◆ Input material ◆
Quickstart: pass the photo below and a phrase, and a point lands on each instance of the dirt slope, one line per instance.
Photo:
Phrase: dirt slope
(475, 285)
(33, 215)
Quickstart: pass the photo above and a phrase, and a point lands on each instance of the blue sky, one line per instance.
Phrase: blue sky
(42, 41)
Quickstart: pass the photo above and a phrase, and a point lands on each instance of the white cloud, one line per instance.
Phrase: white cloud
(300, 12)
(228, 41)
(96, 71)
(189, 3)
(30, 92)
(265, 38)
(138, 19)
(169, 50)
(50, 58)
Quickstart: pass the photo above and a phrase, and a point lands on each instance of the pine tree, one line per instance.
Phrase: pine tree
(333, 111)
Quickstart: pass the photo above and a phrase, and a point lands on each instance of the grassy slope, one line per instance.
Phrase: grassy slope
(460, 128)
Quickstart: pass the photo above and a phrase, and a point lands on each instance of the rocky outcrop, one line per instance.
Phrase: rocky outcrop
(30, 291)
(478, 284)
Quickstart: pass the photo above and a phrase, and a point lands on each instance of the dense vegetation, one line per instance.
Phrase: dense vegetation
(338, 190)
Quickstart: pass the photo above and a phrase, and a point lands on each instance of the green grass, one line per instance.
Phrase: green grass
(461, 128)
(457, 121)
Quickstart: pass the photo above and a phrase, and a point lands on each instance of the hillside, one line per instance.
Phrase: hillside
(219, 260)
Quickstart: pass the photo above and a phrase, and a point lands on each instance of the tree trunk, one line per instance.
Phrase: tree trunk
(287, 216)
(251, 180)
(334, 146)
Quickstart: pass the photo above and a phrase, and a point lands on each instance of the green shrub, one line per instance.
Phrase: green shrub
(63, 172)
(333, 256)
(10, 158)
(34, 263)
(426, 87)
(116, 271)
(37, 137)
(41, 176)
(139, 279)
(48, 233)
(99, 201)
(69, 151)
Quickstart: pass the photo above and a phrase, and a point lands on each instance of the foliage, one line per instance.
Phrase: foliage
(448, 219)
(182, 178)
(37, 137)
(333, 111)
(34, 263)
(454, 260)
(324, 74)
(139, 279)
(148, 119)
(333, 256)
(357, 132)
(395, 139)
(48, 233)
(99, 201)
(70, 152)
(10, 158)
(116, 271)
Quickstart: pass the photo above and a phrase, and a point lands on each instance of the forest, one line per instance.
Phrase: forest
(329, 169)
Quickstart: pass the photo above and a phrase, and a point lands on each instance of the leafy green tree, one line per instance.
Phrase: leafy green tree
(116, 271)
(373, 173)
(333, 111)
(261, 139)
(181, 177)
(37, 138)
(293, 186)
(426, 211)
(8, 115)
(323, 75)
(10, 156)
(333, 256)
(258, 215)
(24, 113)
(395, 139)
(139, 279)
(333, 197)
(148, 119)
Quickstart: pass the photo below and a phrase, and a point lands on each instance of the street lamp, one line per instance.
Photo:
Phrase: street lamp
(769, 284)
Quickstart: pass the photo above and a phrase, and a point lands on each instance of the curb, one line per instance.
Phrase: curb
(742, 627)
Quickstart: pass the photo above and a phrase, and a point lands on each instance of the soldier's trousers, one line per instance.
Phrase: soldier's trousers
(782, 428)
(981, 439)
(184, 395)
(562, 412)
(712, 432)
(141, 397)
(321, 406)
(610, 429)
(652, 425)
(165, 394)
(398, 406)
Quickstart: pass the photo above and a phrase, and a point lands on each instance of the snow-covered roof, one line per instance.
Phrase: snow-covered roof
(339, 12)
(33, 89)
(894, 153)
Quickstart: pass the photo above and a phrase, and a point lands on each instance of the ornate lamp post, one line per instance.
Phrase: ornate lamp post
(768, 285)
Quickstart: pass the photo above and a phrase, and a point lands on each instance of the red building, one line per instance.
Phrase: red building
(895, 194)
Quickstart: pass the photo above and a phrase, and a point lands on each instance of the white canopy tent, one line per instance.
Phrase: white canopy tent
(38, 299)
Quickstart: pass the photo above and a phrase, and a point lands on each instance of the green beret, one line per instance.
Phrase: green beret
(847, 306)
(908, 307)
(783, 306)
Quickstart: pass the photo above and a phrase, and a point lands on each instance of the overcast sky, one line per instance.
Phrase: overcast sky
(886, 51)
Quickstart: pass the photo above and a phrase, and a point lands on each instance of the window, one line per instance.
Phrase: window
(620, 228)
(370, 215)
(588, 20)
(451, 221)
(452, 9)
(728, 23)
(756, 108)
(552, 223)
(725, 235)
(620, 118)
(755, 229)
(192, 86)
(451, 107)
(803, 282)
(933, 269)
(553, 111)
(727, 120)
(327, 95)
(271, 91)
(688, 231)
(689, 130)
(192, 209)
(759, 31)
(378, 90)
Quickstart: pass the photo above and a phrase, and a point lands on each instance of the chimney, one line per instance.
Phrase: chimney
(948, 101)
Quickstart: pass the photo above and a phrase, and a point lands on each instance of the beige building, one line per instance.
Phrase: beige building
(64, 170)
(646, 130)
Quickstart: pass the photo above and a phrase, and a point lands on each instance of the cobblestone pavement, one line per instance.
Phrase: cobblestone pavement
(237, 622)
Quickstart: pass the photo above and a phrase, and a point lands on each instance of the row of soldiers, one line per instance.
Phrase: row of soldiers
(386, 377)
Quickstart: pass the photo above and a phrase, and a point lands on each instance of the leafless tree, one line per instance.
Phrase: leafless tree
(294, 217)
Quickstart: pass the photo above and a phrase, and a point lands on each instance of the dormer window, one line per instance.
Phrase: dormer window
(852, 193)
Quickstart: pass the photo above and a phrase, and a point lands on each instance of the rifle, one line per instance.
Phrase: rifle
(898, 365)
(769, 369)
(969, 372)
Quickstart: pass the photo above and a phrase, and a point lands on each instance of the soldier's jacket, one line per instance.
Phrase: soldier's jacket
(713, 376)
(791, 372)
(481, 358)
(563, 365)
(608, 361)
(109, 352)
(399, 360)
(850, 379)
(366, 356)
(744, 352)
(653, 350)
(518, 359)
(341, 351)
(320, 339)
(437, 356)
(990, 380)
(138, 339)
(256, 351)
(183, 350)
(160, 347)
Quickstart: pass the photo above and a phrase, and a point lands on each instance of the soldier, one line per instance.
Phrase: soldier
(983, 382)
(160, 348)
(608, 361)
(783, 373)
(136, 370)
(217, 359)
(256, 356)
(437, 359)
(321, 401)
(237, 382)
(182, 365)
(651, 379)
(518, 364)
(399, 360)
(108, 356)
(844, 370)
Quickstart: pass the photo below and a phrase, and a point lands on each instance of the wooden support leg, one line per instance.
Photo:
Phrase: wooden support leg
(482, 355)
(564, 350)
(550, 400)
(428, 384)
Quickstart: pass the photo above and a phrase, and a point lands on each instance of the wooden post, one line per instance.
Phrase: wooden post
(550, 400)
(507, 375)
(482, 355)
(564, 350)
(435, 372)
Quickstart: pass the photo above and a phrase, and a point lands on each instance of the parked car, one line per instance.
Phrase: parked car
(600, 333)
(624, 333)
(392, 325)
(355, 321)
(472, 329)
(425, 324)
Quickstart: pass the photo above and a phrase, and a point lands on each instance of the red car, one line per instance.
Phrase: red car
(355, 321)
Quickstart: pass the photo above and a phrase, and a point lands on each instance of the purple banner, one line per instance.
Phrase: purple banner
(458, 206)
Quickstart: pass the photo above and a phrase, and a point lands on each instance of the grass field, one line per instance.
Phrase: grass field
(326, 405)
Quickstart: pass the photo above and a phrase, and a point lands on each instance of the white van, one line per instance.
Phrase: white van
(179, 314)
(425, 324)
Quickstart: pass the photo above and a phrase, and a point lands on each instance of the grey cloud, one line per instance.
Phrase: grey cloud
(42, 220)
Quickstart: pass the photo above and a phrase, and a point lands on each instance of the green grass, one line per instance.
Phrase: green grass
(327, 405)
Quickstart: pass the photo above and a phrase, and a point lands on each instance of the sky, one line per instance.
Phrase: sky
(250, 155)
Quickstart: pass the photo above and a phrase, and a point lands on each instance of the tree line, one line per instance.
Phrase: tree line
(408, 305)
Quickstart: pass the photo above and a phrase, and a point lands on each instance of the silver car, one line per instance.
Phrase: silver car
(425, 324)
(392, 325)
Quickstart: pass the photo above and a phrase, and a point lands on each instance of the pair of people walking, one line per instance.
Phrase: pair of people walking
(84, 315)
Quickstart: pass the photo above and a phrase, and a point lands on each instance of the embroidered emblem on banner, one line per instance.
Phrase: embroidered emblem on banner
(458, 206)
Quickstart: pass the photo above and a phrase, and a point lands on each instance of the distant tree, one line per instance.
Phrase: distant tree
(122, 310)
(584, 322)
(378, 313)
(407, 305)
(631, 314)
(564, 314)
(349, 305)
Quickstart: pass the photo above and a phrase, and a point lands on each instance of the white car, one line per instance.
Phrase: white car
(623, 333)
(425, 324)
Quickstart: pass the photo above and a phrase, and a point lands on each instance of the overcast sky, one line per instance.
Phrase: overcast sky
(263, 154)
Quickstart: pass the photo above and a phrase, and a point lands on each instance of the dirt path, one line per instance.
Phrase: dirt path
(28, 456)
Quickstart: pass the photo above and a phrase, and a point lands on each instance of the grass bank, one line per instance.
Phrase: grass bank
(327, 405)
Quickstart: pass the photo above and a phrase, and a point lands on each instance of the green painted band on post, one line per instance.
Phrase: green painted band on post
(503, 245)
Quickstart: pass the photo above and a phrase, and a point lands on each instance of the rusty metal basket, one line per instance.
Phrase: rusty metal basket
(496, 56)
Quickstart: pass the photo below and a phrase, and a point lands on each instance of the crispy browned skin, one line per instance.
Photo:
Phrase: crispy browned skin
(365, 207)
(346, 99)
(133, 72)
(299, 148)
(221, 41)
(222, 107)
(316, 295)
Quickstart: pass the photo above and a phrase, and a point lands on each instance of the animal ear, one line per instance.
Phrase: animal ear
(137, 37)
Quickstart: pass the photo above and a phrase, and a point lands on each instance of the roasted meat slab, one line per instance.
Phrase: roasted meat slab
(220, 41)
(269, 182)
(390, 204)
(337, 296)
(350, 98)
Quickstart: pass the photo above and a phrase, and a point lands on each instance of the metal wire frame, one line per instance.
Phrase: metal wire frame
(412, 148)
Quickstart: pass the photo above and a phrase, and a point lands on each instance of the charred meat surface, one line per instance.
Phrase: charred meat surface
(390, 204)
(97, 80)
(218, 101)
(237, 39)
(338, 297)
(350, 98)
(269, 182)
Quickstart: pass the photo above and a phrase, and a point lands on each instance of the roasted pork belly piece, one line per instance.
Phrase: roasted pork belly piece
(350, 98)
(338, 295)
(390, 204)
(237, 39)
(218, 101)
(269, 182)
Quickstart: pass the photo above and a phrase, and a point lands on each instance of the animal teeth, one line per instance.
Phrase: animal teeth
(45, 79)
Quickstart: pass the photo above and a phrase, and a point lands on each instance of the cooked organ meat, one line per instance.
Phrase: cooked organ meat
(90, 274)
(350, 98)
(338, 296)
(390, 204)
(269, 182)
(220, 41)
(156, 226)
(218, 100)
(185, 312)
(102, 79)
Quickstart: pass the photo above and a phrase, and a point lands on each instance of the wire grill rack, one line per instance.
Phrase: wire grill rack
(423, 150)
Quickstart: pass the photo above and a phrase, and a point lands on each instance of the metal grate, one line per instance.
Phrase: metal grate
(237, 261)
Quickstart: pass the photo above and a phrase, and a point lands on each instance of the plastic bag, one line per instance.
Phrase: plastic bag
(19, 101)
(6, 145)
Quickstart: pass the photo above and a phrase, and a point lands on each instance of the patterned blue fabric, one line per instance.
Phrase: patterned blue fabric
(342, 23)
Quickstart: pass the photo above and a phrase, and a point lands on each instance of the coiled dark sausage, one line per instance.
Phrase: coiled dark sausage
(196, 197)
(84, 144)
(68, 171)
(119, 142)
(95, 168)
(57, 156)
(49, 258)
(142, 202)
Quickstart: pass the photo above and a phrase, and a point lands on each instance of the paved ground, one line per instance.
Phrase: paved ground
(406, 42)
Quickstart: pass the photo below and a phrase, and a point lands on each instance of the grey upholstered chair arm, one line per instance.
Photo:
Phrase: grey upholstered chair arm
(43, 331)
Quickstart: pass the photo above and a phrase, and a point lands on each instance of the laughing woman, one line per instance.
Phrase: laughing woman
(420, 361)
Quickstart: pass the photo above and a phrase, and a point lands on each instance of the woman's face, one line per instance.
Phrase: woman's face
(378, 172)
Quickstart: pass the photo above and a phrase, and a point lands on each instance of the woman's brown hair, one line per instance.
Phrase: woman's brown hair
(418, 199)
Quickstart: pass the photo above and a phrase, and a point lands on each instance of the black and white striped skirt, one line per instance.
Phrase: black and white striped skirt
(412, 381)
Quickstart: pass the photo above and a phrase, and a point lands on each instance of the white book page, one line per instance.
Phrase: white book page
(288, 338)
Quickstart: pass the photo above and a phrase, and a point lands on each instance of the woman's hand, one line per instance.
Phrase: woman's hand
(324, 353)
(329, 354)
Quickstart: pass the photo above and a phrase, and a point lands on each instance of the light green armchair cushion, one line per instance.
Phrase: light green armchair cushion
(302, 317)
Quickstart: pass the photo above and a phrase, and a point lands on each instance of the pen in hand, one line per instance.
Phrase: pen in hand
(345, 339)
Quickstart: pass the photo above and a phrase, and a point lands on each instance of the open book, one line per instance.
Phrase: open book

◆ Required work ◆
In the data above, retype exactly and only the lines between the one holding "basket, one line per instance." and the one holding "rack, one line per instance.", inclusive.

◆ Finished task ◆
Quickstart: pass the photo above and a phrase, and a point lands on each instance of the rusty metal basket, one line per instance.
Phrase: rusty metal basket
(496, 56)
Quickstart: pass the photo below and a phrase, and a point lands on each instance of the crispy browned skin, one line per instance.
Photo:
Phrase: crispy browned skin
(365, 207)
(346, 99)
(133, 72)
(299, 148)
(221, 41)
(222, 107)
(316, 295)
Quickstart: pass the photo above and a phrase, and a point lands on each instance of the animal ear, one line per instance.
Phrase: animal ear
(137, 37)
Quickstart: pass the photo above and a phrase, and a point lands on each instance of the roasted meat slab, one line per instance.
Phrase: roasted meat slab
(220, 41)
(269, 182)
(390, 204)
(337, 296)
(350, 98)
Quickstart: pass the photo above and a phrase, and a point lands on each instance of the metal wire frame, one line per instance.
Phrase: metal wire frame
(412, 148)
Quickstart: pass the photo above and a phrase, and a point lands on each instance of the charred meat surface, one line per instance.
Phrase: charred meat surface
(390, 204)
(97, 80)
(218, 101)
(237, 39)
(338, 297)
(350, 98)
(269, 182)
Quickstart: pass the photo above and a phrase, and a point lands on each instance of the roasted pork belly piece, one line per instance.
Phrase: roasted pork belly piece
(350, 98)
(338, 295)
(390, 204)
(237, 39)
(218, 101)
(269, 182)
Quickstart: pass the photo above and a phrase, and a point lands on each instance of the animal teeth, one line per instance.
Phrase: animal teeth
(45, 79)
Quickstart: pass the photo above and a phrase, and a point lands on each instance of the cooked organ meat, one line per instance.
Phrase: cooked organ meat
(90, 274)
(350, 98)
(338, 296)
(390, 204)
(269, 182)
(220, 41)
(156, 226)
(218, 100)
(185, 312)
(102, 79)
Quickstart: pass the photo above and a phrase, and a point lands on each instance of the wire grill rack, one line per instance.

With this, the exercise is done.